━━━━━ Listed entries ━━━━━

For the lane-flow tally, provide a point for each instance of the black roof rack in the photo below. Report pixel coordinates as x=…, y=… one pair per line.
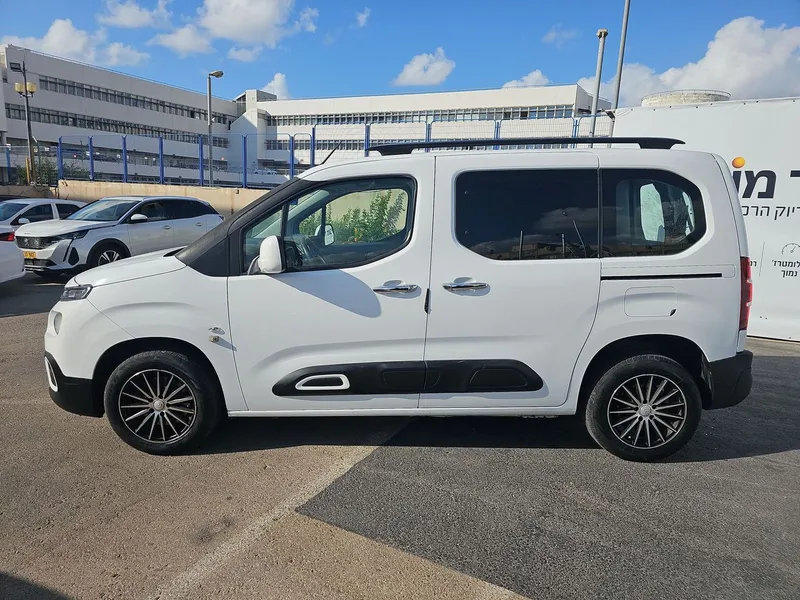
x=407, y=147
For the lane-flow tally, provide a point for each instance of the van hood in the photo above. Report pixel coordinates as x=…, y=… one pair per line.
x=60, y=227
x=144, y=265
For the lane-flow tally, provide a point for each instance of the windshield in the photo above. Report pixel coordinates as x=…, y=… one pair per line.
x=9, y=209
x=111, y=209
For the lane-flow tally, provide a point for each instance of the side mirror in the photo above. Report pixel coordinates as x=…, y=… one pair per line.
x=271, y=259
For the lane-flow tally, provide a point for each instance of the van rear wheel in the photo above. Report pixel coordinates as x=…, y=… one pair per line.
x=644, y=408
x=162, y=402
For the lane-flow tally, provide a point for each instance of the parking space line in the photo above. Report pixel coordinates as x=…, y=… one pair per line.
x=181, y=586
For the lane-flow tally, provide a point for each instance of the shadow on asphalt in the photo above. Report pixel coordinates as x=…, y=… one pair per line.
x=29, y=295
x=768, y=422
x=14, y=588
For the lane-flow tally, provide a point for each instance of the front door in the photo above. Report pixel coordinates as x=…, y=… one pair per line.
x=515, y=278
x=156, y=233
x=344, y=328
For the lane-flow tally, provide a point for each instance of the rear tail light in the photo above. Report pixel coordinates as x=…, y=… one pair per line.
x=747, y=294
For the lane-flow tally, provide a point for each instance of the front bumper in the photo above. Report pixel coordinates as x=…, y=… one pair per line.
x=73, y=394
x=62, y=256
x=730, y=379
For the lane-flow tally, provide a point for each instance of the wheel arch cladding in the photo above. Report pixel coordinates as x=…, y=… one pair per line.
x=682, y=350
x=115, y=355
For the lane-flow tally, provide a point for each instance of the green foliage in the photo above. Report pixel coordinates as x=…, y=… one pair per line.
x=378, y=222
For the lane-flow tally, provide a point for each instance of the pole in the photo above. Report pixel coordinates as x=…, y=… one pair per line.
x=618, y=78
x=601, y=35
x=210, y=139
x=26, y=95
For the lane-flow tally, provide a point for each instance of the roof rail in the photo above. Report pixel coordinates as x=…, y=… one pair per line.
x=407, y=147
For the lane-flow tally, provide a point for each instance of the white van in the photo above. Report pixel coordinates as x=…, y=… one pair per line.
x=609, y=282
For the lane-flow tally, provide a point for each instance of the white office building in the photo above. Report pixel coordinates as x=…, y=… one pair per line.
x=116, y=127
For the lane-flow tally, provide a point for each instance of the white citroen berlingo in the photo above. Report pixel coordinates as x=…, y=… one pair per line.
x=609, y=282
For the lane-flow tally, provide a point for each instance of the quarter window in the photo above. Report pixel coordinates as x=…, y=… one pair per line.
x=528, y=214
x=650, y=212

━━━━━

Exactly as they appear, print the lines from the one holding "of the quarter" through the final line of the entries, and no others.

For the lane-flow tally, provide a point for each instance of the quarter window in the photo above. Report pixel coordinates as x=…, y=… one pair per line.
x=528, y=214
x=650, y=212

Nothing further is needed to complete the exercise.